■ DOCUMENT TEXT
::::

Dam Collapse: Chronicle of a Disaster Foretold
The horrific collapse of a dam owned by Brazilian mining giant Vale – with the death toll likely to reach the hundreds and widespread environmental damage – highlights a mix of failed government oversight and laws that favor mining interests over public safety.
Joao Vitor Xavier, a legislator in mineral-rich Minas Gerais state, had been warning of such a calamity since late 2015, when another so-called upstream dam co-owned by Vale failed, killing 19 people.
While authorities vowed action at the time, Xavier’s proposed state law banning upstream dams withered in the legislature. Mining companies didn’t join the debate. “They thought it was easier to sink the bill,” he says.
Other proposed legislation – at both state and national levels – failed. Instead of hiring more dam inspectors, the government slashed budgets. In Minas Gerais, four federal inspectors police more than 400 dams.
Chief Executive Officer Fabio Schvartsman says Vale will close upstream dams. And unlike some prior leaders who shirked disaster scenes, new President Jair Bolsonaro, a former Army captain, was at the site of the tragedy within 24 hours.
But Xavier remains haunted by his past warnings. For him, neither catastrophe had to happen.
Swing state woes | President Donald Trump heralded a $10 billion Foxconn factory in Wisconsin as proof of his job-creation abilities. But fresh uncertainty about the plan could dent his hopes of winning a key state in his re-election bid. The Taiwan-based company now says it will shift the campus’s focus from manufacturing to research, a move that could fuel criticism of a project that’s already unpopular over subsidies the state has provided.
Holy temple | Indian Prime Minister Narendra Modi is leaning heavily on Hindu nationalism as an election draws near, hoping promises to build a controversial temple will overshadow unfulfilled pledges to generate jobs. But as Iain Marlow and Bibhudatta Pradhan report, religious issues can only take the ruling party so far with voters in the rural heartland.
Conflict squabble | The Treasury is disputing Democrats’ suggestions that Secretary Steven Mnuchin lifted sanctions on three firms tied to Russian billionaire Oleg Deripaska because of business ties to an associate of the oligarch. Mnuchin’s finances — he's one of the richest men to lead the Treasury — are under new scrutiny now the Democrats have a House majority. At the same time, Jennifer Jacobs, Andrew Mayeda and Saleha Mohsin report Trump interviewed Heidi Cruz for World Bank president but won't offer the job to the Goldman Sachs executive and wife of Texas Senator Ted Cruz.

::::

[Records from a point-labeling set]
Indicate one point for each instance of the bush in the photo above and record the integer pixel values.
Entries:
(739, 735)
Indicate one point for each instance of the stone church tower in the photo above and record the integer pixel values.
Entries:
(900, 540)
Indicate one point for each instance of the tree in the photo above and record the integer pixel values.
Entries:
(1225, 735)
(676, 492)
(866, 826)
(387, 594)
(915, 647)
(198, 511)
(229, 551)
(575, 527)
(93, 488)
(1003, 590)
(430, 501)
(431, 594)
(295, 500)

::::

■ TASKS TO COMPLETE
1. According to the news briefing, how many federal inspectors police more than 400 dams in Minas Gerais?
2. Say whether each statement agrees with the news briefing: (a) The upstream dam that failed in late 2015 killed 19 people. (b) The government responded by hiring more dam inspectors. (c) Foxconn plans to shift the Wisconsin campus's focus from research to manufacturing.
The records come from a separate source.

■ RESULTS FOR THE EXERCISE
1. Four federal inspectors.

2.
(a) Yes: "another so-called upstream dam co-owned by Vale failed, killing 19 people."
(b) No: "Instead of hiring more dam inspectors, the government slashed budgets."
(c) No: "it will shift the campus’s focus from manufacturing to research"